### EXERCISE BRIEF
Extend the 2010–11 academic affairs newsletter below, starting right after its final sentence.

### TEXT PROVIDED
____________________

2010-11 Academic Affairs Newsletter

CCA Provost Mark Breitenberg

Fall 2010 / Spring 2011

Dear friends,

As I begin my second full year at CCA as provost, I am enthusiastic about the ambitious goals we have set for ourselves, as well as our ability to accomplish them. Much of my enthusiasm derives from the fact that our agenda for this year has been generated by many different voices in our community: students, faculty, chairs, directors and administrators. Our commitment to creative collaboration, productive debate and collective action is our greatest strength as an institution.

Once again, the directors, assistant and associate directors, as well as other key leaders in academic affairs, held a two-day off-site retreat early in the summer and a second one in August to assess our work from this past year and to plan for 2010–11. President Stephen Beal also held two retreats for the Senior Cabinet to coordinate individual department goals and strategies with those of the college. Based on these meetings, I’d like to mention some of the key initiatives we’ll be focusing on this year in Academic Affairs.


This year we will undertake a collegewide effort to increase our retention and graduation rates. An improvement of just a few percentage points in our retention rate, particularly between our students’ first and second year, would be a significant boon to our tuition-driven budget. Just as importantly, improved retention represents improvement in student success and satisfaction. Our target over the next five years is to increase first-year retention to 80 percent and maintain overall retention of 87 percent. As part of our collegewide effort to improve retention after the first year, the directors will lead each department in creating their own “bridge plan” that will introduce first-year students to their prospective majors in a variety of ways and create enthusiasm for their future education at CCA. K C Rosenberg and the first-year faculty will also be monitoring and assessing their newly designed curriculum as it unfolds this fall. We will also plan faculty development teaching workshops that will include the unique challenges of teaching and mentoring millennial generation students.


Last spring we launched nine ENGAGE classes in the inaugural year of this new initiative under the leadership of CAPL director Sanjit Sethi. We have always felt that these community-based, project-learning experiences represent the core mission and identity of CCA, and our responses from faculty and students thus far endorse this claim. In the next two years, we would like each program at CCA to have at least one ENGAGE class embedded in their curriculum. We look forward to your involvement in this important collegewide initiative.

The Craft Conference

For the first time this year (April 1-2), the spring Grad lecture series will be rolled up into a single event: the Grad conference, with this year’s focus on the resurgence of craft across the disciplines. Led by Deborah Valoma and Mark Takiguchi, our goal is to build on our historical legacy in the craft disciplines and also demonstrate the renewed interest in the practice and sensibilities of craft in art, design, architecture and writing. With the help of a substantial grant from the Windgate Foundation, our inaugural grad conference promises to be an important event for CCA and influential event beyond our walls.

EcoTAP: Ecology Theory and Practice

It is always exciting for an institution to have new initiatives generate from the faculty. This year, David Heintz is organizing a series of “teach-ins” on sustainability and the environment that will complement our existing studios and classes on this critically important body of knowledge and practice.

____________________

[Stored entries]
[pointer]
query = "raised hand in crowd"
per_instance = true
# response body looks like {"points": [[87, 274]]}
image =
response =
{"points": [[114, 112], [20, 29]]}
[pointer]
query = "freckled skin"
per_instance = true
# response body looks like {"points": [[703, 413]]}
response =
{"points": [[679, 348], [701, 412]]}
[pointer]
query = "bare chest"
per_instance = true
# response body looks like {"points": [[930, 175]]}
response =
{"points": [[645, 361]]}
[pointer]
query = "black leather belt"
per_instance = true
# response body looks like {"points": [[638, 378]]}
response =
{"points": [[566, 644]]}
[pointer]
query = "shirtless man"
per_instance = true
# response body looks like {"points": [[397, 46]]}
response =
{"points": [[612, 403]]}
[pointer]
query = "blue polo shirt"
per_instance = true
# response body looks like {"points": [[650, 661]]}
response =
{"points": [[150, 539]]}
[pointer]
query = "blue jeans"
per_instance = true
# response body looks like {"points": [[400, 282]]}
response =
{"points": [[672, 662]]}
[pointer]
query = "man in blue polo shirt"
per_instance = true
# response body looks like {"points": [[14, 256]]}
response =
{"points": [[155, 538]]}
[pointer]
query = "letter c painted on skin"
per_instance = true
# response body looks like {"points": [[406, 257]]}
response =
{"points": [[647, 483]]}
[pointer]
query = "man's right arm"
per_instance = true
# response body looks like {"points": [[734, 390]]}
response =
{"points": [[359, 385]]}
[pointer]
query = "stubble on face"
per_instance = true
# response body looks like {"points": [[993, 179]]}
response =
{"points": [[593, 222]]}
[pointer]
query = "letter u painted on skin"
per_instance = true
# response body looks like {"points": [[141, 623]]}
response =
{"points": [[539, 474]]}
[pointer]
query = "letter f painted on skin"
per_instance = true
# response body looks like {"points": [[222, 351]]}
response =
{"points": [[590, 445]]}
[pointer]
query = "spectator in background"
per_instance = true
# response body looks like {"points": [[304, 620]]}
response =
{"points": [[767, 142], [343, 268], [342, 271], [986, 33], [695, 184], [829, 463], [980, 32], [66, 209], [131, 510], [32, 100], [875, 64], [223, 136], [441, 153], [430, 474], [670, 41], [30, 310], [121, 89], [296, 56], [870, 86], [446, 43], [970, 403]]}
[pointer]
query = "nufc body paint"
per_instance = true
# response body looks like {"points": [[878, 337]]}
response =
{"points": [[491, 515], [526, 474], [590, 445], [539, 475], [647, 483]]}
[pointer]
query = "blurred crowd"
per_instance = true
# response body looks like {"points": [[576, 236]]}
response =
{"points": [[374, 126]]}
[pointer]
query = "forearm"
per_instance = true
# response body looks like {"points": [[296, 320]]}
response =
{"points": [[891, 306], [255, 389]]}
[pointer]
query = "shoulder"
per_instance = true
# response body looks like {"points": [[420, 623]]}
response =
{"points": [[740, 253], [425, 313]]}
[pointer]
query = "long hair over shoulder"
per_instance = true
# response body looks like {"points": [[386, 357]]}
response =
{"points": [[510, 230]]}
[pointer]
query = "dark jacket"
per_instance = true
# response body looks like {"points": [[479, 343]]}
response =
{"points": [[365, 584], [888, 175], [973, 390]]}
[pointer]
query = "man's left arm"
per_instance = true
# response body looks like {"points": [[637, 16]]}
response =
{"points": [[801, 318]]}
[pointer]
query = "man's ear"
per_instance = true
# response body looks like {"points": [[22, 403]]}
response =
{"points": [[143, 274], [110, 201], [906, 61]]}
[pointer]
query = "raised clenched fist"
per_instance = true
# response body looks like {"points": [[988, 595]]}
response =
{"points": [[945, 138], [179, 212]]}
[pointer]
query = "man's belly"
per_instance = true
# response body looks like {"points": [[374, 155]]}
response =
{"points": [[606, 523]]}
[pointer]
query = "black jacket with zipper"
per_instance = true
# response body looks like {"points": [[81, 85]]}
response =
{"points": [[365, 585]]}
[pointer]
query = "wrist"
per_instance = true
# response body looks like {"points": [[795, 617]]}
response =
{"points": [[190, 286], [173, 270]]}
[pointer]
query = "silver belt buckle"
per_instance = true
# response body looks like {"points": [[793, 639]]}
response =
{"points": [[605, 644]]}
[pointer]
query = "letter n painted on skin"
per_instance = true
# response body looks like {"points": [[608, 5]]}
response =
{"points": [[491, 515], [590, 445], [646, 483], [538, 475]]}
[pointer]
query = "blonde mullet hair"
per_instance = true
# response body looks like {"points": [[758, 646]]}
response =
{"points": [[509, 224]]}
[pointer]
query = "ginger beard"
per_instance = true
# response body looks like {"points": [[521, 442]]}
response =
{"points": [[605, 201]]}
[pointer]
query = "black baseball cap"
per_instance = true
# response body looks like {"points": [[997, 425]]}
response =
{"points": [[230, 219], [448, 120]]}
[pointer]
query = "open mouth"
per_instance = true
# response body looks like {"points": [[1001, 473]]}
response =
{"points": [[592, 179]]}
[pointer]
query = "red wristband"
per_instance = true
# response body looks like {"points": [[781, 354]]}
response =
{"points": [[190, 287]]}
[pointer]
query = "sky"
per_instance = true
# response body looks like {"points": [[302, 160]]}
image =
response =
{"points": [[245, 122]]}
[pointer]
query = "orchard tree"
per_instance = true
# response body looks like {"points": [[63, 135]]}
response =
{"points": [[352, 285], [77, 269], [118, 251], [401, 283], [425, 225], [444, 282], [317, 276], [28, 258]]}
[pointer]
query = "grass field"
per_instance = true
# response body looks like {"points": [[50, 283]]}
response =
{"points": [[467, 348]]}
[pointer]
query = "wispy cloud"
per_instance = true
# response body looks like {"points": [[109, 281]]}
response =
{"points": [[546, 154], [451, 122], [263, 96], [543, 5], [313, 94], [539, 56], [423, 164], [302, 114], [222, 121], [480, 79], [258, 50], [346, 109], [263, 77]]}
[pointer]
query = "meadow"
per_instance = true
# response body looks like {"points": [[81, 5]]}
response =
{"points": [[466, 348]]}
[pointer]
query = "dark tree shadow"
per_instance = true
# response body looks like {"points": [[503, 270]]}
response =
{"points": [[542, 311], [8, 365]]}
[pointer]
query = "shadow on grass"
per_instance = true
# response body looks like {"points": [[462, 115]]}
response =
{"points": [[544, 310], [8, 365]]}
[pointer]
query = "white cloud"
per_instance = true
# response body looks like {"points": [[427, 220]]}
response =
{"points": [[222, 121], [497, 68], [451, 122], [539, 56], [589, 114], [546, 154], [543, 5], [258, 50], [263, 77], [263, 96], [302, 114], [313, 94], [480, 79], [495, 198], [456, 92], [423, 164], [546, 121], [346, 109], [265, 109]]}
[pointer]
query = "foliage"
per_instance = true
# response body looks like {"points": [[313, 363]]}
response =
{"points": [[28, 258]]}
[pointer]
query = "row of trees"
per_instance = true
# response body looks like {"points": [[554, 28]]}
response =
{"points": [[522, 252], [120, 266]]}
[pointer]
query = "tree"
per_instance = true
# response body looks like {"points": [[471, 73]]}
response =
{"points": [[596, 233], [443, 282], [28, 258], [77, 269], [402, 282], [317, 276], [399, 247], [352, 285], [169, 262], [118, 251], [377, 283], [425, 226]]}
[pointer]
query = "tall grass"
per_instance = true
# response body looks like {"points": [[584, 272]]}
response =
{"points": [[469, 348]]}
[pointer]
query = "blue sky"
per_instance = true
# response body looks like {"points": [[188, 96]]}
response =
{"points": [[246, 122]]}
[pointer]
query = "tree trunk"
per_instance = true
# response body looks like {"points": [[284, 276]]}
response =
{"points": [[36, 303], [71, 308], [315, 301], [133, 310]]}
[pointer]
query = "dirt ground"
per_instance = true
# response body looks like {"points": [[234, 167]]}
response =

____________________

### ANSWER BELOW
View the EcoTAP website

New Searches

As part of our ongoing effort to increase CCA’s ranked faculty, this year we’re hoping to undertake four tenure-track searches as well as five or six ranked, non-tenure searches. Additionally, we will continue the search for a new chair of Industrial Design and launch a new search for the chair of Interior design, to succeed Katherine Lambert, who will continue to lead the program in an interim capacity this year. We thank Katherine for her strong leadership of the program for the past six years.


In spring 2009, President Beal formed the President's Diversity Steering Group. The primary agenda of this group is to oversee the college's fulfillment of the strategic plan's overarching goal of "cultivating diversity." Last year the group made progress by sponsoring high-profile public events in the spring; enumerating specific initiatives in the following areas:

  • diversifying CCA's constituent populations
  • diversifying our curriculum
  • building a campus community that supports the values of diversity
  • launching a web presence for "Diversity@CCA".

This year the group will focus on four areas:

  • student recruitment
  • student retention
  • staff/faculty/student training
  • faculty recruitment and retention

To support this last goal, Academic Affairs is working with the steering group to develop a number of initiatives:

  • creating an AICAD post-MFA teaching fellowship
  • improving outreach to communities of color for faculty searches
  • developing faculty retention strategies.

This year marks the full transition of our former Media Arts Program to the new Film Program. Chair Rob Epstein has led a collective effort among the faculty to redesign the curriculum and create a new identity for the program.
Vew the promo film on the CCA website program page.

In effect, our Film Program will emphasize narrative film with the continued important influence of the experimental work for which the faculty is renowned. We welcome Brook Hinton, former head of the film program at SFAI, as assistant chair. We're also very excited to have filmmaker Cheryl Dunye join the faculty. After many years of outstanding leadership, Barney Haynes will step down as cochair. In addition to teaching across the curriculum, Barney will serve as the technology advisor for the new Interaction Design Program.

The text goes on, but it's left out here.